**EXCERPTED PASSAGE**
Queens experienced extraordinary growth under the leadership of Claire Shulman, the first female borough president, from 1986 to 2001. During that time, dozens of neighborhoods were rezoned, generating development which led to the economic revitalization of downtown Jamaica, Flushing and Long Island City.
Shulman was pivotal in ensuring the progress of a number of cultural institutions, including the Queens Museum of Art, the New York Hall of Science, Queens Theatre in the Park and the Museum of the Moving Image. She played a major role in securing funding for 35,000 additional school seats and the completion of the Queens Hospital Center, a $170 million complex serving 400,000 patients annually that is the largest health care provider in the borough.
“You can’t do anything without a great staff. We worked together like a charm and I’m very proud of that,” Shulman said. “We called it Claire Shulman College. All of my staff are still doing great things in city government.”

**WHAT THE TASK REQUIRES**
Continue the passage on Claire Shulman's tenure as Queens borough president, picking up after its final sentence.

**DATA**
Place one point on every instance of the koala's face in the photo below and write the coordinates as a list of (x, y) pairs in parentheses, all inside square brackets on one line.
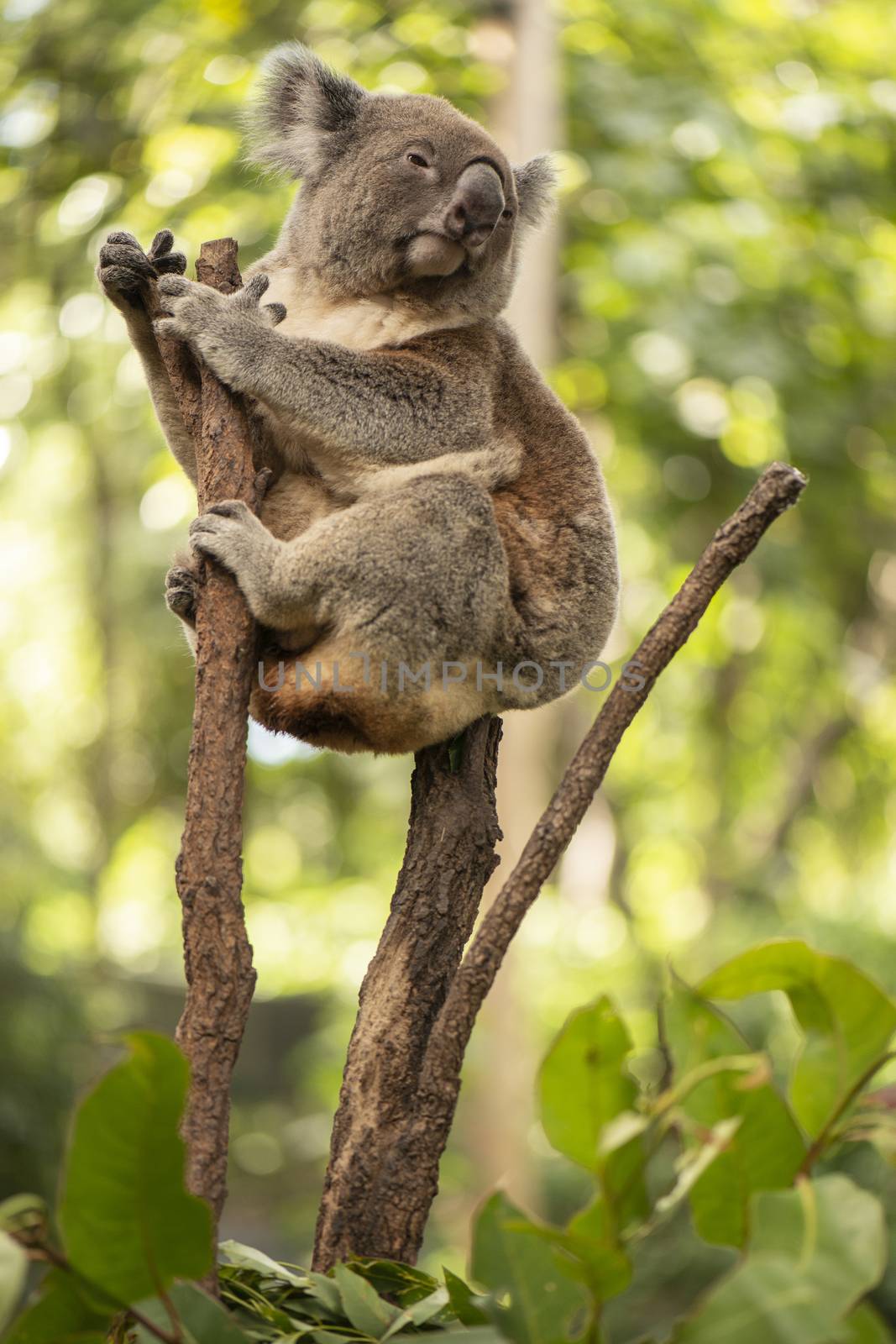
[(399, 192)]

**SOLVED EXERCISE**
One veteran of Shulman’s staff is the current borough president, Melinda Katz.
“Former Borough President Claire Shulman is a Queens giant, an extraordinary public servant who taught me how to get things done,” Katz said. “Throughout her distinguished tenure, she was masterful in making sure government served as an effective tool for the people of Queens and for achieving the positive change that has made our borough such an attractive place to live, work and visit.”
Shulman’s public service began with the Bayside Mother’s Club, the forerunner of the PTA, in 1955.
“I became the president because no one else wanted to do it,” Shulman said. “I wanted to make sure my kids got a good education. Their school was very old and shabby. I told the Board of Ed I’d sue them for being slumlords and they weren’t familiar with the term.”
Her three children went on to great success. Her daughter Ellen, a Space Shuttle astronaut, flew three missions. They each possessed Shulman’s can-do attitude.
“I was a registered nurse during World War II and all of our supplies were shipped overseas for the war effort,” she said. “You had to learn how to save people without any supplies. When I realized I could do that, I knew I could do anything.”
Looking back at her track record, she thinks luring the film industry back to the city was one of her best accomplishments. It generates almost $9 billion a year while creating more than 130,000 jobs.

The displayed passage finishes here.